======== Provided entries ========
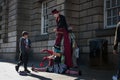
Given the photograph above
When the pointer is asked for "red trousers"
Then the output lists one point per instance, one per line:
(62, 33)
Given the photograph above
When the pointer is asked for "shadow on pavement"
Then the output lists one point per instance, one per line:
(39, 77)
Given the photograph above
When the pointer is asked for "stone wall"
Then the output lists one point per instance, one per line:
(8, 29)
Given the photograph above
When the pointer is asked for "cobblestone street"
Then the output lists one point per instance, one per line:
(8, 73)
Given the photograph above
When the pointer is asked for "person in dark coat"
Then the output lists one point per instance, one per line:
(62, 32)
(24, 47)
(117, 48)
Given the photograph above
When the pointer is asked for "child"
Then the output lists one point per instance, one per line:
(24, 47)
(57, 66)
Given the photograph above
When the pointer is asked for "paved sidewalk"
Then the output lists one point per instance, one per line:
(7, 72)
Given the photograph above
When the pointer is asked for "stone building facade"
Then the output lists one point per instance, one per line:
(90, 19)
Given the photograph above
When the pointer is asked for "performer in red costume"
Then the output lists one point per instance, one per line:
(62, 32)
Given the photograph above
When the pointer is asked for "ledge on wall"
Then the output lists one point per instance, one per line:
(105, 32)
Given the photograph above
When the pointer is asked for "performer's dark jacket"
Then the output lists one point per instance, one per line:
(61, 22)
(117, 36)
(22, 45)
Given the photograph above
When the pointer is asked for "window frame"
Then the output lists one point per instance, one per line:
(106, 16)
(43, 18)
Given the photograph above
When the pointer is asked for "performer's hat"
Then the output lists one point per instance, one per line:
(55, 11)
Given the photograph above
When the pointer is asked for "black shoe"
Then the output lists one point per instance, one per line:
(17, 68)
(27, 71)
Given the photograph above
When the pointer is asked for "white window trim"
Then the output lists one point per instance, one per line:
(42, 20)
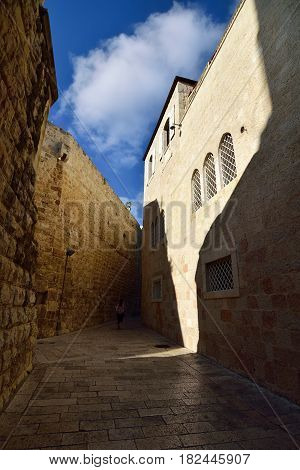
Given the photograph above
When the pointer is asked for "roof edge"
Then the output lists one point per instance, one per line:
(176, 80)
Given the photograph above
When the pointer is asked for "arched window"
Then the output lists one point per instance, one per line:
(196, 191)
(150, 167)
(210, 176)
(162, 225)
(227, 159)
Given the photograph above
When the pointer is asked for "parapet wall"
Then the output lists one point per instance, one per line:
(78, 209)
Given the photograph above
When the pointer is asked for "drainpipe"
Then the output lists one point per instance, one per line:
(69, 253)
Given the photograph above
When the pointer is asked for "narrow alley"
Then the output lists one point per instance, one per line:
(102, 388)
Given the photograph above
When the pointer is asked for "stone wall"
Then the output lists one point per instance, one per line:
(249, 90)
(27, 89)
(78, 209)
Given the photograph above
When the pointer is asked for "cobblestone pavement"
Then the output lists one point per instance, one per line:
(110, 389)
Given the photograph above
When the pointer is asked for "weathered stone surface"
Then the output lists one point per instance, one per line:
(27, 89)
(78, 209)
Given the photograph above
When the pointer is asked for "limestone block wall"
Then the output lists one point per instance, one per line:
(249, 90)
(78, 209)
(27, 89)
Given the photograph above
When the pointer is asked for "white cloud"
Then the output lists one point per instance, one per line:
(119, 87)
(136, 205)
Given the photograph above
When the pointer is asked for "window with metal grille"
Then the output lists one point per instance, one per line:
(219, 275)
(162, 225)
(227, 159)
(157, 289)
(196, 191)
(210, 176)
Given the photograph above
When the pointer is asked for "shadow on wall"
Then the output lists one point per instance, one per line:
(160, 315)
(257, 333)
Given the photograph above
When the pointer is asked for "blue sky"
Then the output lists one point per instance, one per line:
(115, 62)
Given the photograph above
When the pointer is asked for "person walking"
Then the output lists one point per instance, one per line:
(120, 310)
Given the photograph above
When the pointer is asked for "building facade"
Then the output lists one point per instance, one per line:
(78, 210)
(27, 90)
(220, 262)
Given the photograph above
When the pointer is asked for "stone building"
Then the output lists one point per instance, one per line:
(220, 262)
(77, 209)
(27, 90)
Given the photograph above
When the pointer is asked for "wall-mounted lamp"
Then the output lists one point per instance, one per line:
(173, 126)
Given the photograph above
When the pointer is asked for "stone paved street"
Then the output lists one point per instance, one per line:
(110, 389)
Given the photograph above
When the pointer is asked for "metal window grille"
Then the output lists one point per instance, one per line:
(219, 275)
(162, 225)
(157, 289)
(227, 158)
(210, 176)
(196, 191)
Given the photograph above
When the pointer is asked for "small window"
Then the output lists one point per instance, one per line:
(166, 135)
(219, 275)
(150, 167)
(157, 289)
(196, 191)
(227, 159)
(162, 225)
(210, 176)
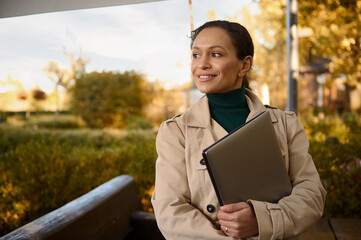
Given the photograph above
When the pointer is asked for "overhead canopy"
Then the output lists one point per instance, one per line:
(13, 8)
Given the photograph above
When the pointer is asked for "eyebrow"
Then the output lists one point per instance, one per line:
(211, 47)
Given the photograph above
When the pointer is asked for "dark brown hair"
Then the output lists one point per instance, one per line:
(239, 36)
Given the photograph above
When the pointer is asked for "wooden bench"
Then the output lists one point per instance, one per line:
(112, 211)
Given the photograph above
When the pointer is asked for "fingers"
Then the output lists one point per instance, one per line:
(234, 207)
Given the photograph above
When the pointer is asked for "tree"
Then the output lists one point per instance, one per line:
(335, 27)
(38, 95)
(65, 77)
(268, 30)
(108, 99)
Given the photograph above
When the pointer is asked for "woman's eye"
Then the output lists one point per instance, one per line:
(195, 55)
(216, 55)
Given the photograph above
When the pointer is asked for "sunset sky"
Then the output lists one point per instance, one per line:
(151, 38)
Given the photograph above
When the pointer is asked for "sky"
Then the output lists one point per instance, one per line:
(150, 38)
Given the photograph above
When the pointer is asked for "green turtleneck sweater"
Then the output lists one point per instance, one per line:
(229, 109)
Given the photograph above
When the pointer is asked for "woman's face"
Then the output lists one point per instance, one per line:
(215, 65)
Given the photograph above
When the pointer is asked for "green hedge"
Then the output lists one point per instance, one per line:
(335, 145)
(43, 170)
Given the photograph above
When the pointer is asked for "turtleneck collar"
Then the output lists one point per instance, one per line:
(233, 99)
(229, 109)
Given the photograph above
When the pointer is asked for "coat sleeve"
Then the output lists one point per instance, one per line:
(293, 214)
(176, 217)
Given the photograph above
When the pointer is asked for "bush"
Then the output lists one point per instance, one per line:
(43, 170)
(335, 147)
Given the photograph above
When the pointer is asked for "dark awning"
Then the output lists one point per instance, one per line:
(13, 8)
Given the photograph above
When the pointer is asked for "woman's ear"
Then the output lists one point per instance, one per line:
(247, 64)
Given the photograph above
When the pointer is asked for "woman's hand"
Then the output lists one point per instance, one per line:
(238, 220)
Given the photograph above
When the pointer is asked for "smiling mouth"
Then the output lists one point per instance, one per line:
(206, 77)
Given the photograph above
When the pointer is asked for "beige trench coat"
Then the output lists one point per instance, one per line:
(184, 192)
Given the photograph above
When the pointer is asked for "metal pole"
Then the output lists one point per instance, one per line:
(191, 14)
(292, 56)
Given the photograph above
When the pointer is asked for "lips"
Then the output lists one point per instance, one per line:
(206, 77)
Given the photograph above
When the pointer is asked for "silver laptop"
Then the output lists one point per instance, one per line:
(248, 164)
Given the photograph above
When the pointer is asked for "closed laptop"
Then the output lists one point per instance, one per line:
(248, 164)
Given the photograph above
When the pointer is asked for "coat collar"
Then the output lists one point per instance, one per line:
(198, 115)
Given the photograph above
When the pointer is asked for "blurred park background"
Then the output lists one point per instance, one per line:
(67, 127)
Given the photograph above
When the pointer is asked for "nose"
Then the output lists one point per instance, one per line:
(204, 62)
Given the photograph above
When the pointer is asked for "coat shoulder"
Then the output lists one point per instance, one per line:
(174, 119)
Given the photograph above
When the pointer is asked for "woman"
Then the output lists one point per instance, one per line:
(184, 201)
========
Reproduce all of the material above word for word. Omit the pictures.

Given the photograph above
When the pointer is asked for "red trousers"
Then the output lists one point per instance, one per line:
(62, 33)
Given the photograph above
When the pointer is asked for "shadow on pavement"
Then the output lists one point per instance, one per line:
(39, 77)
Given the photograph above
When the pointer is asked for "stone wall"
Then the output lists one point per instance, one per line:
(8, 29)
Given the photograph above
When the pointer is asked for "cobblestone street"
Then the output lists one point per instance, one per line:
(8, 73)
Given the photograph above
When the pointer is asked for "person in dark coat"
Then the output lists one point per instance, one per line:
(62, 32)
(24, 47)
(117, 48)
Given the photograph above
When the pointer is asked for "child"
Then the output lists one point per instance, one per line:
(24, 47)
(57, 66)
Given the photograph above
When the pointer is asked for "paved sidewalk"
Then the output lists one point per instance, one per line:
(7, 72)
Given the photograph above
When the pointer is asked for "stone building facade"
Then the output lists one point per instance, one per line:
(90, 19)
Given the photograph above
When the pointer is asked for "performer in red costume"
Then the output lists one point per instance, one per line:
(62, 32)
Given the photograph above
When the pointer is asked for "ledge on wall"
Then the output lists one point per instance, one per line:
(105, 32)
Given the photograph above
When the pointer is asked for "performer's dark jacket"
Then the output lists one point per instance, one per line:
(61, 22)
(117, 36)
(22, 45)
Given the photograph above
When the pointer is asked for "window frame"
Then the output lists one point per instance, one per line:
(106, 16)
(43, 18)
Given the photograph above
When the pointer is asked for "performer's hat"
Then the output lists one point per instance, one per line:
(55, 11)
Given the photograph above
When the pointer is asked for "black shoe"
Then the output lists one point per instance, one per line:
(17, 68)
(27, 71)
Given the photograph above
When the pointer is asked for "white window trim"
Then the output lists one point per instance, one per line:
(42, 20)
Given the photograph above
When the pointer is asked for "roof edge"
Then the output lists one point per instance, one per line:
(176, 80)
Given the photograph above
When the pointer is asked for "arched window"
Then the output lists one point per instance, one per line:
(196, 191)
(150, 167)
(210, 176)
(162, 225)
(227, 159)
Given the photograph above
When the pointer is asked for "parapet wall"
Then the output lists one point per instance, one per line:
(78, 209)
Given the photograph above
When the pointer is asked for "drainpipe"
Then the output lists one point per instance, one per line:
(69, 253)
Given the photograph above
When the pointer is asked for "narrow alley"
Then the output lists one point per instance, one per line:
(102, 388)
Given the photograph above
When the pointer is asked for "stone wall"
Then the output lists one point per instance, one per line:
(249, 90)
(27, 89)
(78, 209)
Given the photograph above
When the pointer is asked for "cobblestone pavement"
Then the output lists one point per instance, one per line:
(110, 389)
Given the photograph above
When the pointer is asked for "weathered stone surface"
Then the output lists one point per instance, one per line:
(27, 89)
(78, 209)
Given the photograph above
When the pointer is asked for "limestone block wall"
Then the output lists one point per instance, one per line:
(249, 90)
(78, 209)
(27, 89)
Given the photograph above
When the pointer is asked for "white cloud"
Then the output lists one point per instance, one per line:
(119, 87)
(136, 205)
Given the photograph above
When the pointer is asked for "window with metal grille"
Then the output lists one point per instance, one per line:
(219, 275)
(162, 225)
(227, 159)
(157, 289)
(196, 191)
(210, 176)
Given the photograph above
When the pointer is asked for "shadow on wall"
Then the output lists one point per instance, one per line:
(160, 315)
(257, 333)
Given the photograph above
When the pointer is asked for "blue sky"
Then the output lists one point per instance, one per line:
(115, 62)
Given the photograph above
When the pointer is asked for "person walking"
Then the output lists one point per instance, one per line:
(120, 310)
Given the photograph above
When the pointer is asked for "building facade"
Then the output lists one point per instance, one per line:
(78, 210)
(27, 90)
(220, 262)
Given the photograph above
When the pointer is asked for "stone building"
Then the output lists one point per instance, one per line:
(220, 262)
(77, 209)
(27, 90)
Given the photograph above
When the pointer is asked for "wall-mounted lamp"
Then the output lists one point per instance, one per line:
(173, 126)
Given the photograph above
When the pointer is asked for "stone paved street"
Then the output lists one point per instance, one per line:
(110, 389)
Given the photograph above
When the pointer is asked for "metal window grille"
Then the output lists one point per instance, one per line:
(219, 275)
(162, 225)
(157, 289)
(227, 158)
(210, 176)
(196, 191)
Given the photograph above
When the pointer is asked for "small window"
Then the output lists one point per instance, one per line:
(166, 135)
(219, 275)
(150, 167)
(157, 289)
(196, 191)
(227, 159)
(162, 225)
(210, 176)
Given the photograph above
When the pointer is asked for "overhead canopy"
Then the output lists one point per instance, one per line:
(13, 8)
Given the photograph above
When the pointer is asked for "eyebrow"
Then the output lists one point per instance, one per line:
(211, 47)
Given the photograph above
When the pointer is asked for "dark brown hair"
Then the output lists one point per instance, one per line:
(239, 36)
Given the photograph above
When the pointer is asked for "wooden bench"
Then the output lists one point per instance, one per line:
(112, 211)
Given the photograph above
When the pointer is asked for "fingers"
Then the output lists one point per instance, one per line:
(234, 207)
Given the photograph above
When the pointer is asked for "tree"
Then the output lists one point per instance, one per line:
(335, 27)
(38, 95)
(65, 77)
(268, 30)
(108, 99)
Given the photograph above
When the pointer is asked for "woman's eye"
Then the output lists one point per instance, one per line:
(195, 55)
(216, 55)
Given the photograph above
When the pointer is asked for "sunset sky"
Then the output lists one point per instance, one per line:
(151, 38)
Given the photograph above
When the pointer is asked for "sky"
Then the output lists one point per instance, one per line:
(150, 38)
Given the photograph above
When the pointer is asked for "green turtleneck sweater"
Then the output lists one point per instance, one per line:
(229, 109)
Given the photograph above
When the pointer is asked for "woman's face"
Then the output lists one point per instance, one per line:
(215, 65)
Given the photograph above
When the pointer is asked for "green hedge"
Then the output lists one point per instance, one per line:
(335, 145)
(43, 170)
Given the photograph above
When the pointer is asked for "turtleneck collar"
Then the output lists one point per instance, one per line:
(233, 99)
(229, 109)
Given the photograph above
When the pointer is asked for "coat sleeve"
Then the output lists one point per instance, one per line:
(293, 214)
(176, 217)
Given the photograph above
When the pointer is asked for "bush"
Then the output lists one point per instance, one per line:
(43, 170)
(335, 147)
Given the photograph above
When the pointer is asked for "dark awning"
Then the output lists one point per instance, one per line:
(13, 8)
Given the photograph above
When the pointer is asked for "woman's ear"
Then the output lists one point per instance, one per line:
(247, 64)
Given the photograph above
When the pointer is asked for "woman's hand"
Then the output lists one point per instance, one per line:
(238, 220)
Given the photograph above
When the pointer is asked for "smiling mouth"
Then the output lists one point per instance, one per line:
(206, 77)
Given the photograph above
When the pointer is asked for "beige trench coat"
Then the output lists one point per instance, one per line:
(184, 192)
Given the photograph above
When the pointer is asked for "metal pole"
Then the output lists one point per instance, one per line:
(191, 14)
(292, 56)
Given the photograph above
When the pointer is asked for "lips"
Then the output lists one point per instance, one per line:
(206, 77)
Given the photograph above
When the pointer is asked for "silver laptop"
Then the output lists one point per instance, one per line:
(248, 164)
Given the photograph above
When the pointer is asked for "closed laptop"
Then the output lists one point per instance, one per line:
(248, 164)
Given the photograph above
When the pointer is asked for "coat collar"
Then the output lists one point per instance, one per line:
(198, 115)
Given the photograph above
When the pointer is asked for "blurred park background"
Then the output lists one point per instance, one per line:
(67, 127)
Given the photograph above
When the pointer is asked for "nose"
Then the output lists one point per instance, one per line:
(204, 62)
Given the photograph above
When the pointer is asked for "coat shoulder"
Then the output lists one point per instance, one per line:
(174, 119)
Given the photograph above
When the pointer is asked for "woman"
Then the output lists one point per instance, one per line:
(184, 201)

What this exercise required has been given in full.